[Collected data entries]

Content starts

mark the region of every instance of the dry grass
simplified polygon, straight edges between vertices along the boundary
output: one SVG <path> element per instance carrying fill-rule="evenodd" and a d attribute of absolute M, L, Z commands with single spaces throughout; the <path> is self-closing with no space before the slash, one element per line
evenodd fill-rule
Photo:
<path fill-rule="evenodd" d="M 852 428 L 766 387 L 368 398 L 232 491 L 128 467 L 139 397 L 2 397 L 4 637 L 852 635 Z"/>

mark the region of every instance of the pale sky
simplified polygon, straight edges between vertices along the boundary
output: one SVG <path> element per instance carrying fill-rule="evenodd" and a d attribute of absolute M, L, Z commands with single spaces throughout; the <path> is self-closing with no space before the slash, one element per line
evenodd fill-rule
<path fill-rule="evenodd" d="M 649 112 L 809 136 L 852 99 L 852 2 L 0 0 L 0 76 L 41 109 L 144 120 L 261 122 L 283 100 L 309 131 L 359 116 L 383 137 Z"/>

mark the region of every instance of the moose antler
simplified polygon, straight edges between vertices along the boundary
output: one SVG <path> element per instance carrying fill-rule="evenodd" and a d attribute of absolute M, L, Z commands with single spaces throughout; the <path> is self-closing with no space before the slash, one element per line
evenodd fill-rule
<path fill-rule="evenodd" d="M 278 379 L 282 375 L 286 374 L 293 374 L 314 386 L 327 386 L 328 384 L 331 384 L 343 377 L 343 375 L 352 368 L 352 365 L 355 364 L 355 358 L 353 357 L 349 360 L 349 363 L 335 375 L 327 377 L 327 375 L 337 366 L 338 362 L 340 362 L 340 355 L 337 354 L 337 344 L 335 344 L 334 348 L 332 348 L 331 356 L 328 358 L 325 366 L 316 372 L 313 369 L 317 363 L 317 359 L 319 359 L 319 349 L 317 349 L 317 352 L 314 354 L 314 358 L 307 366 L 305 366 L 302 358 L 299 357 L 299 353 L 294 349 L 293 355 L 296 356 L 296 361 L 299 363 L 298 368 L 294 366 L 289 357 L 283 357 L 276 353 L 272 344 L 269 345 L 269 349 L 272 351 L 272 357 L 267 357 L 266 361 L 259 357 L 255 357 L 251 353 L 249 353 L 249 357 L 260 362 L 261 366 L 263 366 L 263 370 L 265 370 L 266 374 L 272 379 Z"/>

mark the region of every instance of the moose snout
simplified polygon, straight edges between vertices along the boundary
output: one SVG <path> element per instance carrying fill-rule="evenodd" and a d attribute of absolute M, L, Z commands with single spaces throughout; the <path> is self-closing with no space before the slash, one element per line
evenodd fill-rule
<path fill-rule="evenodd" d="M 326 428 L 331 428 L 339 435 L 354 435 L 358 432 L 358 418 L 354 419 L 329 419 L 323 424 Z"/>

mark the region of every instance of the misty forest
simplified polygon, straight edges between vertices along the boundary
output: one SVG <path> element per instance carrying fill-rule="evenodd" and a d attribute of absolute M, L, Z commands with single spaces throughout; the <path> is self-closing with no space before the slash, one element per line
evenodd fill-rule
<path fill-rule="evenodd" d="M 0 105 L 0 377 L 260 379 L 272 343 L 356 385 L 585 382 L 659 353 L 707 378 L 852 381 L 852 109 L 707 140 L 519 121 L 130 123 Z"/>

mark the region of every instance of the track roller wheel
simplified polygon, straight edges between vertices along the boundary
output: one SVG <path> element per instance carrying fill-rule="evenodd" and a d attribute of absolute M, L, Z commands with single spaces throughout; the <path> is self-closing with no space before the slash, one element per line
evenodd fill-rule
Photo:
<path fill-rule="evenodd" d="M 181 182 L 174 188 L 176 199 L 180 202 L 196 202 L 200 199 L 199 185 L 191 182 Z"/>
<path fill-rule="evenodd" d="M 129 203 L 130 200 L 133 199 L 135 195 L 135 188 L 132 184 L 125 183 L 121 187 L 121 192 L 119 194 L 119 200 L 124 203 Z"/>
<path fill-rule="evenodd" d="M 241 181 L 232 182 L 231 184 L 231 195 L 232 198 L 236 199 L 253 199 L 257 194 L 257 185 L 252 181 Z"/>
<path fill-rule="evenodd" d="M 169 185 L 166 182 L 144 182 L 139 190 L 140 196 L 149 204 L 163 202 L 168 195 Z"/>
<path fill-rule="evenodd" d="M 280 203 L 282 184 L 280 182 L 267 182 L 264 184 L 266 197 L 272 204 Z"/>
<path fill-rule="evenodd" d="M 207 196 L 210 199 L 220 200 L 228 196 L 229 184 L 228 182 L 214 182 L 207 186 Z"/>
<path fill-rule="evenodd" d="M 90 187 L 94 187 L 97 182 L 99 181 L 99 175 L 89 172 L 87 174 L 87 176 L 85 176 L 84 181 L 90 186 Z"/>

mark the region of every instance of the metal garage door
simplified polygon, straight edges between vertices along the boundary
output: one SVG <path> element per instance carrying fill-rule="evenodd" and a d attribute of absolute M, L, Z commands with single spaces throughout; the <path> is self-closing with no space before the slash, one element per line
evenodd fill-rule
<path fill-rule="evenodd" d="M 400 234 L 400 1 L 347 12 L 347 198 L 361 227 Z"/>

Content ends

• How to complete this task: All lines that contain the word "every" must be copied from the records above.

• Result of this task:
mark the region of every instance of the dry grass
mark the region of every instance of the pale sky
mark the region of every instance of the moose antler
mark the region of every instance of the moose snout
mark the region of every instance of the misty forest
mark the region of every instance of the track roller wheel
mark the region of every instance of the metal garage door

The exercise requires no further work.